━━━━━ SECCIÓN DEL DOCUMENTO
Para él lo principal es la existencia dentro de la población de esas
demandas iniciales insatisfechas, como una cosa dada. Pero las demandas
populares aunque son de la gente corriente, es decir, obedecen a
intereses de las capas subalternas, dependen menos de las condiciones
materiales del pueblo. En su conformación tiene un papel mucho más
fundamental el activismo constructivista o la articulación de una élite
que ofrece un discurso y una retórica, por una parte, con suficiente
ambigüedad –significante vacío- para englobar el máximo de descontento y
exigencias populares y, por otra parte, que facilite la construcción de
la identificación del pueblo frente al poder oligárquico. Así, el dar
nombre a las realidades sería fundamental para conseguir hegemonía.
La
cuestión es que esa ‘nominación’ tiene que tener un nexo con la realidad
social y la experiencia vivida por la mayoría de la población. Es
decir, debe representar o expresar un significado relacionado con la
mejora de su situación de desventaja o subordinación o, lo que es lo
mismo, debe señalar un camino hacia mayor emancipación e igualdad.
━━━━━━━━━━
• _TUS INSTRUCCIONES_: Continúa el texto sobre las demandas populares y la hegemonía a partir de su última oración, la que termina en «hacia mayor emancipación e igualdad».
━━━━━ MATERIAL PROPORCIONADO
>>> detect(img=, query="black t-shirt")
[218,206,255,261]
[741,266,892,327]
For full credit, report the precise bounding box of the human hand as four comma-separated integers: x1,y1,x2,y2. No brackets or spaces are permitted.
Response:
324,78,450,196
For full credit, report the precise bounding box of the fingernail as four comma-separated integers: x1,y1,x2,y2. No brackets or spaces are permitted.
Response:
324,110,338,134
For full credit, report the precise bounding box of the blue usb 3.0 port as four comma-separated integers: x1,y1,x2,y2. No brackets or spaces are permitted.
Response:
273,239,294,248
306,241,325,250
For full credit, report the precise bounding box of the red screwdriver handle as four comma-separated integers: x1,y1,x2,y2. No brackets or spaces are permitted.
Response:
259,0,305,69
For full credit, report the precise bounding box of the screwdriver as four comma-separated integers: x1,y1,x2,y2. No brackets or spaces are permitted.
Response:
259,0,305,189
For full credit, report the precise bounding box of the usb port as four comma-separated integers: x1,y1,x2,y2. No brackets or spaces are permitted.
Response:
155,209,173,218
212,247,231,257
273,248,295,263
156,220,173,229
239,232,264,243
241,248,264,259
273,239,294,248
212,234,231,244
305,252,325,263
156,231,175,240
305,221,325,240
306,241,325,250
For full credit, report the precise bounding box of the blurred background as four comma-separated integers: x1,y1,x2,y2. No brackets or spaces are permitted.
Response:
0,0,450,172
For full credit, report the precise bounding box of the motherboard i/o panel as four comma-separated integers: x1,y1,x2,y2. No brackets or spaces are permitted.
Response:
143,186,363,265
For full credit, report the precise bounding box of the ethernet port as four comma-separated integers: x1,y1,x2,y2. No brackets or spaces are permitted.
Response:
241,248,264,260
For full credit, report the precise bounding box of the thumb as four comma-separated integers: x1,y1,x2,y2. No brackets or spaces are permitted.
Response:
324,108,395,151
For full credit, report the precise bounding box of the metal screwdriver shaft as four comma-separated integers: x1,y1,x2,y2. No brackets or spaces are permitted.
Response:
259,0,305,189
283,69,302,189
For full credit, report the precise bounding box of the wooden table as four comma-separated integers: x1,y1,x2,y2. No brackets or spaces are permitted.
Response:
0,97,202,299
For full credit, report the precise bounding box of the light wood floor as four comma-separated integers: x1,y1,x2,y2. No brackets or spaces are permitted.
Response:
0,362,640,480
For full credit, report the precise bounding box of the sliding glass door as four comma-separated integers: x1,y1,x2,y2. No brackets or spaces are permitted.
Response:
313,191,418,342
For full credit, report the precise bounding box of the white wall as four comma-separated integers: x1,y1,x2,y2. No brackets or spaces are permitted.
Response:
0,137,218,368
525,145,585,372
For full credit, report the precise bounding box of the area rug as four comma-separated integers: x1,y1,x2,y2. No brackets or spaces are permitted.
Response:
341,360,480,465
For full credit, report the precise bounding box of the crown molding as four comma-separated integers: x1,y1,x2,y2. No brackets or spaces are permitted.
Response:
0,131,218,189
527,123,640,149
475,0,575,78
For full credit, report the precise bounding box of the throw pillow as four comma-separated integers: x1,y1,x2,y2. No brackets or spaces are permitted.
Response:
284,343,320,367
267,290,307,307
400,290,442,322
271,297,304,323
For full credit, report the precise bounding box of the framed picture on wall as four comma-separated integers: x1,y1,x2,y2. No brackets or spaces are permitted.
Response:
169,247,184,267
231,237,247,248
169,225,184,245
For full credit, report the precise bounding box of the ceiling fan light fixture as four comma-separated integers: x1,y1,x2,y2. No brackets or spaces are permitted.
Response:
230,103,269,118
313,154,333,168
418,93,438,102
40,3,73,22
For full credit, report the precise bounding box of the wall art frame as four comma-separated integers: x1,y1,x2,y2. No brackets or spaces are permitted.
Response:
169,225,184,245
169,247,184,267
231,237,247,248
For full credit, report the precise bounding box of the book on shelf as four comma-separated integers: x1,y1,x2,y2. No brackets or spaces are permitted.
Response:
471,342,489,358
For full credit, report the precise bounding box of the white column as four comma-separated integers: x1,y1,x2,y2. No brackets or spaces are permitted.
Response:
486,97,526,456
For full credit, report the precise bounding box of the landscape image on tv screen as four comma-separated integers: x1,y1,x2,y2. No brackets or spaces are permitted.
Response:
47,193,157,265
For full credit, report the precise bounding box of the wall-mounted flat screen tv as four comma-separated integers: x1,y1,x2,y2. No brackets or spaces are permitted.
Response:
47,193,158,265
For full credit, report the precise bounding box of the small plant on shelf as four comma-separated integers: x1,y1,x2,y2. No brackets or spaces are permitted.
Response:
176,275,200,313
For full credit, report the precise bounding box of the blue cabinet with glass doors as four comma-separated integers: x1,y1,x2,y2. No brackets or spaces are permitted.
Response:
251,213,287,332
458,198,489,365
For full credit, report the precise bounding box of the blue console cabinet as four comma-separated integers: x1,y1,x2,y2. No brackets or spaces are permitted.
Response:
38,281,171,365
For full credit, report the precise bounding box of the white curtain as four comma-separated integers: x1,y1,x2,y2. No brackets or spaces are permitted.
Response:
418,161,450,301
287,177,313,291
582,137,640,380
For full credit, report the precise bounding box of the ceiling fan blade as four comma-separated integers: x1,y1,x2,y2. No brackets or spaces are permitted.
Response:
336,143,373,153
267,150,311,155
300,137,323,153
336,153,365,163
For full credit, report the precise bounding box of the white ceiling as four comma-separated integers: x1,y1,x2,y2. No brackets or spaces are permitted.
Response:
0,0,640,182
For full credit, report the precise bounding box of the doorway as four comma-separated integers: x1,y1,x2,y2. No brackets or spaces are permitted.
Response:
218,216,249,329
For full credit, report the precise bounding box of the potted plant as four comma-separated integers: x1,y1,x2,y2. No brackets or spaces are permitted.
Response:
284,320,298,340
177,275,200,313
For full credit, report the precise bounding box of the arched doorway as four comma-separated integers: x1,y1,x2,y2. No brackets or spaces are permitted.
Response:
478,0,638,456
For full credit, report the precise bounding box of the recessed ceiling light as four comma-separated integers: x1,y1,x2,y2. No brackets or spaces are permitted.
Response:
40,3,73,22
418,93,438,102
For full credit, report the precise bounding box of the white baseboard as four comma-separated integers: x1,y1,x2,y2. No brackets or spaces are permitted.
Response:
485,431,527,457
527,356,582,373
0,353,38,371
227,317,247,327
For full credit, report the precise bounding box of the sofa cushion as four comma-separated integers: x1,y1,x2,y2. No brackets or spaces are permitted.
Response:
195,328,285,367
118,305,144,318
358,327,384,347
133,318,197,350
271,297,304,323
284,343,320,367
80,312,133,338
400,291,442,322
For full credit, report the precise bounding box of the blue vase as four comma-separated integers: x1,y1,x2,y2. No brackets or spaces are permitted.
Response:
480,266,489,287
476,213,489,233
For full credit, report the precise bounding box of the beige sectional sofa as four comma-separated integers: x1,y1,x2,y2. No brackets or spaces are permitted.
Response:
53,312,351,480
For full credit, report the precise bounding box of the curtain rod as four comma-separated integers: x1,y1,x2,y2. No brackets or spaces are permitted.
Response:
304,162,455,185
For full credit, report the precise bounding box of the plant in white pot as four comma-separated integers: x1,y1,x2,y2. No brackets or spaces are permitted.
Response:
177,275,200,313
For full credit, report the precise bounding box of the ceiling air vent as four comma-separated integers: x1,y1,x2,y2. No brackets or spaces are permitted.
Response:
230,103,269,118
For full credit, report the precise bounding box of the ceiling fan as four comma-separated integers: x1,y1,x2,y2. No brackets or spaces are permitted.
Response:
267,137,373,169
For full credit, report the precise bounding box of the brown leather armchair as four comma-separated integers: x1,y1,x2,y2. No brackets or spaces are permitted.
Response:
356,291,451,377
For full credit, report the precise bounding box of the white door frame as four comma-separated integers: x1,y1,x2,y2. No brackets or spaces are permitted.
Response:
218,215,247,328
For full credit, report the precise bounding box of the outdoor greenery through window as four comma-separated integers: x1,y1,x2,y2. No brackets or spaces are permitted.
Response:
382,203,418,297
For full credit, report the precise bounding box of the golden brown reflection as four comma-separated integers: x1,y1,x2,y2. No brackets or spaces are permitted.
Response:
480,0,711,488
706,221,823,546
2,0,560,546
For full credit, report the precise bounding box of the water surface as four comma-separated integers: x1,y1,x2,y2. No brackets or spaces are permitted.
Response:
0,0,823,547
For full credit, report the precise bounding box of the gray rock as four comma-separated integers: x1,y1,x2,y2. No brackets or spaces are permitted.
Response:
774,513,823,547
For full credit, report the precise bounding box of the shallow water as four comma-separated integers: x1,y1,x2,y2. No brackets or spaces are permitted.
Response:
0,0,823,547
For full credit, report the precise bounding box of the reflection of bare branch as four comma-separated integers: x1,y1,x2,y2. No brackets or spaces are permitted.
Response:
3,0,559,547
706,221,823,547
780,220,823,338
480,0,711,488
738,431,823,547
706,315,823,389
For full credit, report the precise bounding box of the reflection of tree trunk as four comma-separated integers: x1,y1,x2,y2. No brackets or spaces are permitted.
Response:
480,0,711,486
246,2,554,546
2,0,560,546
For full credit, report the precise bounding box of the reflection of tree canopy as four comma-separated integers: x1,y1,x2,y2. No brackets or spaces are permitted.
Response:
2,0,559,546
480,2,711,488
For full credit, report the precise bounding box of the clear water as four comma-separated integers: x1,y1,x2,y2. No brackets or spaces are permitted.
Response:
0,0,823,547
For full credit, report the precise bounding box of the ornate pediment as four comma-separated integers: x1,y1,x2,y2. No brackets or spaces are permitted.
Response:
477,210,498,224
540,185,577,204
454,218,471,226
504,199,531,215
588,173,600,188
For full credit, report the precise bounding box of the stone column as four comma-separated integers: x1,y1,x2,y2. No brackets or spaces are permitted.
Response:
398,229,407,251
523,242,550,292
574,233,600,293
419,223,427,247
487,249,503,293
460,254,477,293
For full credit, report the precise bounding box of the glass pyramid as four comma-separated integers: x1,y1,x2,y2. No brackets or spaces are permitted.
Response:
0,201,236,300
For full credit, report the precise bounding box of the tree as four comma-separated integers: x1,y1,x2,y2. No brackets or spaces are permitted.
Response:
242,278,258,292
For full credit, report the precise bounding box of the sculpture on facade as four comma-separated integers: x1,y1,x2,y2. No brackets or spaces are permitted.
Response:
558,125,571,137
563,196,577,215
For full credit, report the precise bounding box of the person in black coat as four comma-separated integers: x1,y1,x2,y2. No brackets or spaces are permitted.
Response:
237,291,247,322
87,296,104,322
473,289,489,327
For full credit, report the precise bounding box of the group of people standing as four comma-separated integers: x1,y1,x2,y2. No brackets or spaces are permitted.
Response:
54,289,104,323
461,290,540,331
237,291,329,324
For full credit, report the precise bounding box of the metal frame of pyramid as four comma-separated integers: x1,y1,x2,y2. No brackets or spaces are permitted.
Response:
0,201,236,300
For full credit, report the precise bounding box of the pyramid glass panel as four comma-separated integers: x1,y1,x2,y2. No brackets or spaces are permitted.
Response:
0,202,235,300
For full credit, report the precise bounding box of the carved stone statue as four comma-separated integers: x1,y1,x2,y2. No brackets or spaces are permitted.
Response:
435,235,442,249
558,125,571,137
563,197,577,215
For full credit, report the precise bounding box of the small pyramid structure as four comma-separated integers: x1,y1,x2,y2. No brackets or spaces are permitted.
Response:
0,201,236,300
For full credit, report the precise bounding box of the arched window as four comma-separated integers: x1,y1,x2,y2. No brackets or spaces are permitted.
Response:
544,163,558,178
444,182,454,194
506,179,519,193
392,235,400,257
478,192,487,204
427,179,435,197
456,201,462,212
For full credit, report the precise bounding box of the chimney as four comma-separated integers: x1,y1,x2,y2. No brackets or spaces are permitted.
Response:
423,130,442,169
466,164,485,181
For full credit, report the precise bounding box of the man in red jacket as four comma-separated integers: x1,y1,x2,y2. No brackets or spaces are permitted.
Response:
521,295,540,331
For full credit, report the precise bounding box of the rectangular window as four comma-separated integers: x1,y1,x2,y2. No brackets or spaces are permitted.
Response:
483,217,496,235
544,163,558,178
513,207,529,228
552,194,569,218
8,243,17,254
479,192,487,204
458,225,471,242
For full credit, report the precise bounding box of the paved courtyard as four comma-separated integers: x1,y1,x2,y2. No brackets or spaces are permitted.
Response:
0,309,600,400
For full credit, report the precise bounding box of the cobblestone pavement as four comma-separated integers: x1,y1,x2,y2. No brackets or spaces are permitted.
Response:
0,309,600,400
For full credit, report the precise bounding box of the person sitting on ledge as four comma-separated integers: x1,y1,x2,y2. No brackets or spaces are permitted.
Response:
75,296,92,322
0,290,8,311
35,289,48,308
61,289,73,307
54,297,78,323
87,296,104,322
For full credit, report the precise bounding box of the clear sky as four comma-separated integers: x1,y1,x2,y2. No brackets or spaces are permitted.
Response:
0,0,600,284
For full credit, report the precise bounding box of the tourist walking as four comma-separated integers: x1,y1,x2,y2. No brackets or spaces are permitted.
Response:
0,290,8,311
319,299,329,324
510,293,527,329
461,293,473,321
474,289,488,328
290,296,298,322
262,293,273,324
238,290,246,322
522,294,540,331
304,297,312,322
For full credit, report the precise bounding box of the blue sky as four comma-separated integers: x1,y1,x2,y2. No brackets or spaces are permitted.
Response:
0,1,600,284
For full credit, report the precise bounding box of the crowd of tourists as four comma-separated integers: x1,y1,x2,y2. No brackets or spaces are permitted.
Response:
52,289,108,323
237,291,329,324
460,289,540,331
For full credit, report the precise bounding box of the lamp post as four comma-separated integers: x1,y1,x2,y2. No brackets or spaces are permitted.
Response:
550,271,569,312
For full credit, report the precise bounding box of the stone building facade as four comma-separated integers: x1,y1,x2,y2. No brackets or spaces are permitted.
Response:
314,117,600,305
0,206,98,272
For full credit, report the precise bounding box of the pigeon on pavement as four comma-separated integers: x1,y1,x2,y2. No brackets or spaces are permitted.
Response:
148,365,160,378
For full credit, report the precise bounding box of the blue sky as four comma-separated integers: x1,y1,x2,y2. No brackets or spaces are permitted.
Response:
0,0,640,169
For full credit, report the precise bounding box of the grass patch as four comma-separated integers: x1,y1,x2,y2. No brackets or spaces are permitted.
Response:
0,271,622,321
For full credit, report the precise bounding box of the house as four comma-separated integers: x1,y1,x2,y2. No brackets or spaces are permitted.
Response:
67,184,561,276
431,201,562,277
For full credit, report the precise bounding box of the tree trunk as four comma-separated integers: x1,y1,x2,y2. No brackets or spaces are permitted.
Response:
━━━━━━━━━━
• _RESPUESTA_:
En
resumen, el discurso sobre unos mecanismos políticos (polarización,
hegemonía, demandas populares), para evitar ambigüedades que permitan
orientaciones, prácticas o significados distintos y contradictorios,
debe ir acompañado con ideas críticas, asumidas masivamente, que definan
un proyecto transformador democrático, igualitario y solidario. Queda
abierta, por tanto, la necesidad de un esfuerzo específico en el campo
cultural e ideológico para avanzar en una teoría social crítica y
emancipadora y el correspondiente desarrollo programático, en conexión
con la experiencia sociopolítica popular, que sirvan para un cambio
social y político de progreso.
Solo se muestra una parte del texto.